Rockbox

Tasklist

FS#9273 - Changing sapi_voice.pl To make japanese.voice sound better with specific SAPI

Attached to Project: Rockbox
Opened by Taktak (Whick) - Wednesday, 13 August 2008, 05:44 GMT
Task Type Patches
Category Language
Status Assigned
Assigned To Jonas Häggqvist (rasher)
Operating System All players
Severity Low
Priority Normal
Reported Version Daily build (which?)
Due in Version Undecided
Due Date Undecided
Percent Complete 0%
Votes 0
Private No

Details

I would like to change voice strings to make them sound better with a specific SAPI voice.

I don't intend to change string in *.lang directly.
It should be done in voice.pl dinamically while building voice, shouldn't it?

▶ [PROVIDED INFORMATION]

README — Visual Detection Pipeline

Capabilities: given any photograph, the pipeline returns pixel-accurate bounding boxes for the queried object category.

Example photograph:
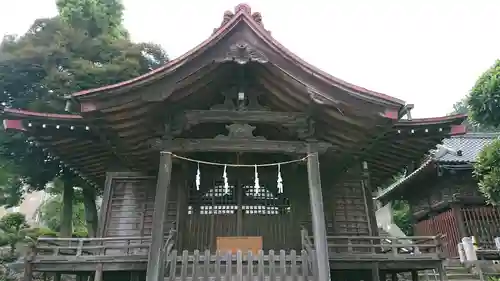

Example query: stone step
[164,275,313,281]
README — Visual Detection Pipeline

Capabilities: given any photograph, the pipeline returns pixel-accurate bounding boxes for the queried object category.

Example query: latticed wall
[415,209,461,257]
[183,185,300,250]
[327,167,376,235]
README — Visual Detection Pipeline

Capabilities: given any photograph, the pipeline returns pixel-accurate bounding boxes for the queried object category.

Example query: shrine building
[2,4,466,281]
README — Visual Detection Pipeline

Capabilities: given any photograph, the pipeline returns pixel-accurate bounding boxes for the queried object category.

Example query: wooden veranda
[2,4,466,281]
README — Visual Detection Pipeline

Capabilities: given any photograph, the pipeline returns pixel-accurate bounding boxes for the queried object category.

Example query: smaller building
[376,133,500,257]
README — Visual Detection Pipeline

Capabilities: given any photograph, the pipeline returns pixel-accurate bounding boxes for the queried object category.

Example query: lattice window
[188,185,291,215]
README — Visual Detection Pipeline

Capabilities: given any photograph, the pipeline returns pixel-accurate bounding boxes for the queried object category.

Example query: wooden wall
[405,168,481,214]
[103,173,177,237]
[324,165,378,235]
[98,160,377,250]
[406,168,500,257]
[415,209,462,257]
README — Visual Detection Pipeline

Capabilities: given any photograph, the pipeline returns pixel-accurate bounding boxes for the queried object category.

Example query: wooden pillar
[451,202,468,239]
[361,161,378,236]
[411,269,418,281]
[307,144,330,281]
[372,262,385,281]
[146,151,172,281]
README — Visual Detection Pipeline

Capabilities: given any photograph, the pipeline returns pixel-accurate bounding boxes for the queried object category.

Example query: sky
[0,0,500,117]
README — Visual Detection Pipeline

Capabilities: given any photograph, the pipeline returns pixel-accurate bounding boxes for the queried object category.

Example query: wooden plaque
[217,236,262,254]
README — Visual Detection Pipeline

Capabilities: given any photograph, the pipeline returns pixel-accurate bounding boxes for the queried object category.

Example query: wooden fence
[165,250,316,281]
[32,237,151,260]
[301,226,442,260]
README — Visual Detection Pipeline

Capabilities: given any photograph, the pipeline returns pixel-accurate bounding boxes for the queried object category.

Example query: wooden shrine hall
[2,4,466,281]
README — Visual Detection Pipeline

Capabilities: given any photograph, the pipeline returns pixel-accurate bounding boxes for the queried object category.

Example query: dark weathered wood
[361,161,378,236]
[178,109,314,137]
[411,270,418,281]
[307,144,330,280]
[97,172,113,237]
[150,138,332,154]
[23,252,33,281]
[372,262,382,281]
[146,151,172,281]
[94,264,103,281]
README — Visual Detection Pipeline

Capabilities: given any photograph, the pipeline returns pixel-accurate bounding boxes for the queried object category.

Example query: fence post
[457,243,467,263]
[493,237,500,250]
[462,237,477,261]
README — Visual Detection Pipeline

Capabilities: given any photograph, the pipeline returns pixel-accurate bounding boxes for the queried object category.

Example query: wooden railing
[165,250,316,281]
[33,234,151,259]
[301,229,442,260]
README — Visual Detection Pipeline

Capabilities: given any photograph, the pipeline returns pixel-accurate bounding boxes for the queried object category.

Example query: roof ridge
[450,132,500,139]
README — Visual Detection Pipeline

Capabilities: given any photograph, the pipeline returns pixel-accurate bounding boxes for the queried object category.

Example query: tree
[474,139,500,205]
[0,213,29,256]
[449,98,495,132]
[467,60,500,202]
[39,194,87,232]
[392,200,413,236]
[0,0,168,235]
[468,60,500,128]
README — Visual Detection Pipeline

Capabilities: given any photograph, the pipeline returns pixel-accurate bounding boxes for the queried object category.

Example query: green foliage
[0,213,29,256]
[56,0,128,38]
[392,200,413,236]
[449,97,496,133]
[40,194,87,232]
[0,0,168,206]
[468,60,500,128]
[0,163,23,208]
[474,139,500,205]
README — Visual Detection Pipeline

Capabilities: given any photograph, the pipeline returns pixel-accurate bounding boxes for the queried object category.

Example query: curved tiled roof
[375,133,500,200]
[69,4,405,105]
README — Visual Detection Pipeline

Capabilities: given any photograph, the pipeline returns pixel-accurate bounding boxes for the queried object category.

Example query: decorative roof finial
[213,3,264,33]
[234,3,252,15]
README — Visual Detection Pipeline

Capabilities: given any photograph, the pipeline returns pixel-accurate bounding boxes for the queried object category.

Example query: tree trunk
[83,188,98,237]
[59,182,74,238]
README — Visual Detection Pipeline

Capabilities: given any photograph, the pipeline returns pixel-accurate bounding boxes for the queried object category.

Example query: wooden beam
[181,110,308,125]
[307,144,331,280]
[150,138,332,154]
[146,151,172,281]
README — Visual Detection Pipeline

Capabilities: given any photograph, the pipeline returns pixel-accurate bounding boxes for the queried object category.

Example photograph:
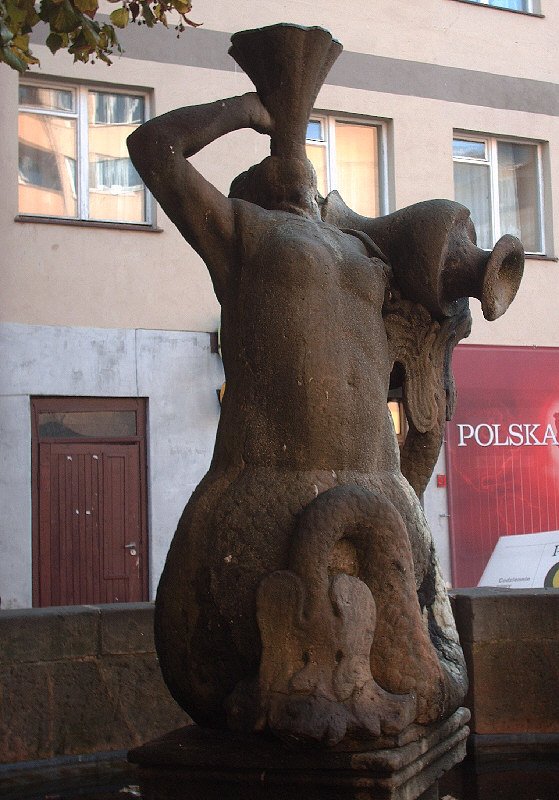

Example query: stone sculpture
[129,25,523,749]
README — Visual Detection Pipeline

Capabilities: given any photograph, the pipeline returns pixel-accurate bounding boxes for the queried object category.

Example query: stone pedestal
[128,708,470,800]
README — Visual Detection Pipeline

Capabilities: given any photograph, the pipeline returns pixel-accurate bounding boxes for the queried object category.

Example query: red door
[34,398,147,606]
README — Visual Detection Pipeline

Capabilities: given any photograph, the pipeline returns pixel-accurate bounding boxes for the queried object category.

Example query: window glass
[19,83,147,223]
[307,119,324,142]
[90,92,144,125]
[452,139,486,161]
[489,0,530,11]
[497,142,542,252]
[18,113,77,217]
[453,137,544,253]
[336,122,380,217]
[306,116,382,217]
[19,84,75,111]
[39,411,136,439]
[454,162,493,250]
[88,92,145,222]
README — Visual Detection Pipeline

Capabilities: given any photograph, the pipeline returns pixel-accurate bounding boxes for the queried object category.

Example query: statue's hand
[243,92,274,135]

▶ [REQUIREMENTS]
A) Output the Rockbox ticket text from "Attached to Project: Rockbox" to "Jonas Häggqvist (rasher)".
B) In the Rockbox ticket, who is the task assigned to?

▶ [OUTPUTS]
A)
Attached to Project: Rockbox
Opened by Taktak (Whick) - Wednesday, 13 August 2008, 05:44 GMT
Task Type Patches
Category Language
Status Assigned
Assigned To Jonas Häggqvist (rasher)

B) Jonas Häggqvist (rasher)